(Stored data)
▬▬▬▬▬▬
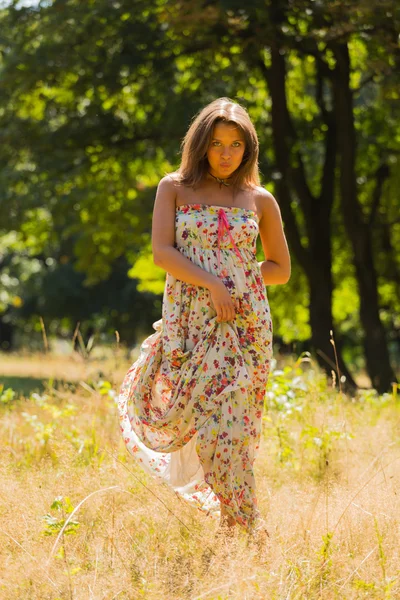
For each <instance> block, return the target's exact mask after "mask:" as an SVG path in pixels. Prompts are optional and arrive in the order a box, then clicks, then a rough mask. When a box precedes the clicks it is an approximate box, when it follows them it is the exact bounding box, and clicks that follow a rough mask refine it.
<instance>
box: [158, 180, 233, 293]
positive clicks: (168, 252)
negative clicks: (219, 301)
mask: <svg viewBox="0 0 400 600" xmlns="http://www.w3.org/2000/svg"><path fill="white" fill-rule="evenodd" d="M175 197H176V190H175V185H174V182H173V180H172V178H171V177H170V176H169V175H167V176H166V177H163V178H162V179H161V181H160V183H159V184H158V188H157V194H156V199H155V203H154V210H153V224H152V234H151V236H152V250H153V260H154V264H156V265H157V266H158V267H161V268H162V269H164V270H165V271H167V272H168V273H170V274H171V275H173V276H174V277H175V278H176V279H179V280H181V281H186V282H187V283H193V284H194V285H197V286H201V287H206V288H208V289H210V290H211V289H212V288H213V287H215V286H217V285H220V284H221V283H222V282H221V280H220V279H219V278H218V277H217V276H215V275H213V274H212V273H208V272H207V271H205V270H204V269H202V268H201V267H198V266H197V265H195V264H194V263H193V262H192V261H191V260H189V259H188V258H186V256H183V254H181V253H180V252H179V250H177V249H176V248H175V247H174V244H175Z"/></svg>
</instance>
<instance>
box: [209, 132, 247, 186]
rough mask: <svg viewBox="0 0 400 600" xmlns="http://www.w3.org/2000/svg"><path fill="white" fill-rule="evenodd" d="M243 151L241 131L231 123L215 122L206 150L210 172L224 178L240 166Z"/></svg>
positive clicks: (221, 177)
mask: <svg viewBox="0 0 400 600" xmlns="http://www.w3.org/2000/svg"><path fill="white" fill-rule="evenodd" d="M244 151H245V141H244V136H243V133H242V131H241V130H240V128H239V127H236V126H235V125H233V124H232V123H217V124H216V125H215V127H214V129H213V133H212V138H211V141H210V144H209V146H208V150H207V158H208V162H209V164H210V173H211V174H212V175H214V177H219V178H220V179H226V178H227V177H230V175H232V173H233V172H234V171H235V170H236V169H237V168H238V167H239V166H240V163H241V162H242V158H243V154H244Z"/></svg>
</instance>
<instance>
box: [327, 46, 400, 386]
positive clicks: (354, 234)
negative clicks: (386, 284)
▬▬▬▬▬▬
* **Instructions for the task**: The expected answer is the complete set of entries, copied verbatim, with no pictures.

* **Response to this task**:
For each <instance> block, return the target's exact mask after "mask:" as an SVG path in pixels. Prompts are optional and arrive in the order a box, then clicks, then a rough mask. When a box precedes the clicks it is an approximate box, when it follows them it is the exact bounding box, and clicks that follow a rough mask refine it.
<instance>
box: [158, 180, 233, 293]
positive clicks: (168, 252)
negative clicks: (219, 301)
mask: <svg viewBox="0 0 400 600" xmlns="http://www.w3.org/2000/svg"><path fill="white" fill-rule="evenodd" d="M175 197H176V190H175V185H174V182H173V180H172V178H171V177H170V176H169V175H167V176H166V177H163V178H162V179H161V181H160V183H159V184H158V188H157V194H156V199H155V203H154V210H153V224H152V234H151V236H152V250H153V260H154V264H156V265H157V266H158V267H161V268H162V269H164V270H165V271H167V272H168V273H170V274H171V275H173V276H174V277H175V278H176V279H179V280H181V281H186V282H187V283H193V284H194V285H197V286H201V287H206V288H208V289H210V290H211V289H212V288H213V287H215V286H217V285H220V284H221V283H222V282H221V280H220V279H219V278H218V277H217V276H215V275H213V274H212V273H208V272H207V271H205V270H204V269H202V268H201V267H198V266H197V265H195V264H194V263H193V262H192V261H191V260H189V259H188V258H186V256H183V254H181V253H180V252H179V250H177V249H176V248H175V247H174V244H175Z"/></svg>
</instance>
<instance>
box: [209, 132, 247, 186]
rough mask: <svg viewBox="0 0 400 600" xmlns="http://www.w3.org/2000/svg"><path fill="white" fill-rule="evenodd" d="M243 151L241 131L231 123L215 122L206 150L210 172L224 178L240 166Z"/></svg>
positive clicks: (221, 177)
mask: <svg viewBox="0 0 400 600" xmlns="http://www.w3.org/2000/svg"><path fill="white" fill-rule="evenodd" d="M244 151H245V141H244V136H243V133H242V131H241V130H240V128H239V127H236V126H235V125H233V124H232V123H217V124H216V125H215V127H214V129H213V133H212V138H211V141H210V144H209V146H208V150H207V158H208V162H209V164H210V173H211V174H212V175H214V177H219V178H220V179H226V178H227V177H230V175H232V173H233V172H234V171H235V170H236V169H237V168H238V167H239V166H240V163H241V162H242V158H243V154H244Z"/></svg>
</instance>
<instance>
box: [327, 46, 400, 386]
positive clicks: (354, 234)
negative clicks: (386, 284)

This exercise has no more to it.